Khabar Khair (Only Good News) – Fatma Rashad
For a better living life, UNDP and its partners from local and international organizations, with funding from the European Union and the Swedish Development Organization, provided financial grants to the owners of various small businesses, women and men, from the countryside of Abyan and Lahj governorates by holding the first exhibition of beneficiaries’ products within the Livelihood Enhancement Action Programme (LEAP).
More than 150 beneficiaries participate in the bazaar, and it was inaugurated by UNDP representatives in Yemen.
The United Nations Development Programme (UNDP) is the United Nations’ global development network, an organization that supports change and connects countries with knowledge, experience and resources to help people build a better life. It works in 177 countries and helps them develop their solutions to local and global development challenges.
“After the success of the first rural resilience experiment, today we are facing the second rural resilience, which targets businesses in the countryside and helps people earn a living after the damage that has occurred in the country, and the program is working to help them on the condition of cash for work”, said Rabab Sadiq Ghulam, the program’s coordinator and consultant.
And Ghulam continued her talk to “Khabar Khair” (Only Good News) website, saying: “And it is by involving the beneficiary in works that benefit his community. In Jaar, we worked to rehabilitate the vegetable market, and in Lahj we worked on paving roads and others. After participating in cash for work, we move to business administration and here the beneficiary learns how to manage projects and prepare plans, after which plans are evaluated and financial grants provided. Before this, the consultants go to the site to make sure that the business is opened and deal with the obstacles facing the beneficiary”.
“We are targeting small businesses, such as honey, sewing, cake-making, incense, solar energy, and projects that benefit the community”, Rabab Ghulam affirmed.
She said, “The bazaar that was held in Aden to display the beneficiaries’ products was wonderful and focused on encouraging the owners of these businesses by purchasing their products, and its aim was to help and train the beneficiaries and break the barrier of shyness through the marketing process, and through the marketing and delivery process with suppliers located in the cities and get to know them”.
Coal Factory
Khaled Faisal (from Abyan governorate and owner of a coal factory) tells us about his project and the extent to which it benefited from the financial grant that was presented to him, saying, “I already have a factory, but after I took the grant from the program, my business developed through buying an electric saw, as I used to rely on the ax. I also bought a means of transportation that helped me a lot in my work. As for the profit, it increased more than before, and my income reached 30 thousand per month, that is 30 US dollars”.
For her part, Shaima Ali (from Lahj governorate) is reviewing her project, which is a project for selling cosmetics, which has evolved from being a guidance at home to a project that generates abundant profit.
Shaima said, “The grant that was presented to me amounted to 250,000 Yemeni riyals, through which I was able to buy and market goods, and started from a small room in my house in the village in which I live”.

--- SHORT TASK A ---
In the article on the Abyan and Lahj small-business grants:
(i) How many countries does UNDP work in?
(ii) What was rehabilitated in Jaar?
(iii) How large was the grant Shaima Ali received?
--- SHORT TASK B ---
Could you carry on the article about the small-business grants in Abyan and Lahj, picking up right after its last sentence?

--- RECORDS SUPPLIED ---
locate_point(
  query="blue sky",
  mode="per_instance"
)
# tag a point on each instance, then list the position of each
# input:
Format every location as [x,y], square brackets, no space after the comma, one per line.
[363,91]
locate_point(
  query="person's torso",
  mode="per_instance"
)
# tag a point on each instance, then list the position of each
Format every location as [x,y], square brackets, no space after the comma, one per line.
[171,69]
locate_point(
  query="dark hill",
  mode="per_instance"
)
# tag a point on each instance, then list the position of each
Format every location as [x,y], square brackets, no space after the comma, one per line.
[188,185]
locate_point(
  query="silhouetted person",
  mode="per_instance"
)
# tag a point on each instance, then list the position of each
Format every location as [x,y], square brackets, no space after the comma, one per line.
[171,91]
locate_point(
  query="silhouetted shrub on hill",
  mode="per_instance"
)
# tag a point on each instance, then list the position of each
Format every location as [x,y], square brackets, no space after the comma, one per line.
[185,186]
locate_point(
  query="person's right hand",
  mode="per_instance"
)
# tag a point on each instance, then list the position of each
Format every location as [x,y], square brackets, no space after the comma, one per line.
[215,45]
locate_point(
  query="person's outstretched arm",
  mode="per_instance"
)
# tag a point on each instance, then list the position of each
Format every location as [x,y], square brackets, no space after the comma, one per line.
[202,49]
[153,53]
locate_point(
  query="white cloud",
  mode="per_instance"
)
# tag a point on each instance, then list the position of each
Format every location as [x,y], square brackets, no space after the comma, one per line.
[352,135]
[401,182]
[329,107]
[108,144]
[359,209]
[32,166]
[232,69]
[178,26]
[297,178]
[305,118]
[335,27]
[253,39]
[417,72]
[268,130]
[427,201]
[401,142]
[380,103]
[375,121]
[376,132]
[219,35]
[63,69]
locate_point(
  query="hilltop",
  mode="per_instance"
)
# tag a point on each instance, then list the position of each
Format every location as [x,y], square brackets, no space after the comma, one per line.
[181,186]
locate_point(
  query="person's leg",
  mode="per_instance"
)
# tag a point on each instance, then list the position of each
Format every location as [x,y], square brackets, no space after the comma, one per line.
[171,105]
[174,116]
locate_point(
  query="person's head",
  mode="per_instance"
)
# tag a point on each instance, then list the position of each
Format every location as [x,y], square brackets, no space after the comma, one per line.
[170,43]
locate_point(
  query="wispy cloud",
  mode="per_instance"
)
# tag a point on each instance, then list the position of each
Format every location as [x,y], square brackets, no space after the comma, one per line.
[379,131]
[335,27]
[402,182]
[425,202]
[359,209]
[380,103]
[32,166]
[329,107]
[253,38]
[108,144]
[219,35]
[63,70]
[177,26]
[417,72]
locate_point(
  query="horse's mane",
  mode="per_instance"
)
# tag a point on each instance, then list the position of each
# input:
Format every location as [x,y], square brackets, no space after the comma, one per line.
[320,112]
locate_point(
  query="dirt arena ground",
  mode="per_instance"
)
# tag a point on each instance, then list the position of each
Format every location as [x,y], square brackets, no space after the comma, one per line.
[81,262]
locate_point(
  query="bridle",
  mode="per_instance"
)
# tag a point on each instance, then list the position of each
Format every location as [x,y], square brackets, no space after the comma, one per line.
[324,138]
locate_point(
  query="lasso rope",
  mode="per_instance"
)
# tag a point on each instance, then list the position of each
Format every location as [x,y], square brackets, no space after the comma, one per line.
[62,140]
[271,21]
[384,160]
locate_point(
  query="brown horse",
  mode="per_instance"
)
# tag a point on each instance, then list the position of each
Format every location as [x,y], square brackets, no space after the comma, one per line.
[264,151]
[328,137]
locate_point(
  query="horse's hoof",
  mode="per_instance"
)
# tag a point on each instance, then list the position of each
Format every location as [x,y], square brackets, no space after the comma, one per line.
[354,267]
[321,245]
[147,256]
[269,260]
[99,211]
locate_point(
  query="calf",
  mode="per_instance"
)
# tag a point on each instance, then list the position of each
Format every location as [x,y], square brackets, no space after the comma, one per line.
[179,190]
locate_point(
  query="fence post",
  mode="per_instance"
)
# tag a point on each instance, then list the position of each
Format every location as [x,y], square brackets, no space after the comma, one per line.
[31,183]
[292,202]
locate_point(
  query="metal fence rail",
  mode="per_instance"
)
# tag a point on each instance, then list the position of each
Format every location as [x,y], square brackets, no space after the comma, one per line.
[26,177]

--- EXERCISE OUTPUT A ---
(i) 177
(ii) The vegetable market
(iii) 250,000 Yemeni riyals

--- EXERCISE OUTPUT B ---
For his part, the consultant in the program in Abyan governorate, Ali Al-Saqqaf, said that the success of the bazaar is a success for the supporting and implementing agencies, first represented by UNDP, Care and Oxfam and secondly, it is the most important success for the beneficiaries of the business, whether from Lahj or from Abyan.
Some samples from various projects were shown, and everyone was happy with what the organizations provided to them, what they are today, what they accomplished of their businesses, and that they became entrepreneurs, and this program improved their level of income.
The organization and the local authority in the governorates of Lahj and Abyan, and the districts to which the countryside joins, targeted, according to certain criteria, a group of villages, and the displaced and the resident community were among the beneficiaries of this program, as the resident community was affected by the situation the country is going through, just like the displaced.”
Malak Choudary, from Tawasul Microfinance Program, had an impression of the bazaar, saying, “We came through the invitation of Oxfam to see the products of small business owners that really need support, and we, in our program, provide the necessary support for these businesses, and this bazaar was able to present businesses that, we can saym will one day be large with little income. We strongly support these businesses because they generate income for needy families”.
Mobile Accessories
From the stand of mobile accessories, Ramzi Muhammed (from Lahij governorate) made his way to enter the world of commerce. Ramzi, who benefited from the financial grant estimated at 350 thousand Yemeni riyals, was able to buy original mobile accessories after trying to focus on what the buyer wants when buying mobile accessories.
In the future, Ramzi hopes that his stand will turn into a commercial store, and he calls on the entities that support youth businesses to provide more support than what was provided to him in the second phase of the Rural Resilience Programme.
Zainab Ali (a visitor to the bazaar) says, “The bazaar attracted me with all its contents, and I liked that each participant did his best to display his merchandise in the best way, so they made these wonderful products out of a small grant”.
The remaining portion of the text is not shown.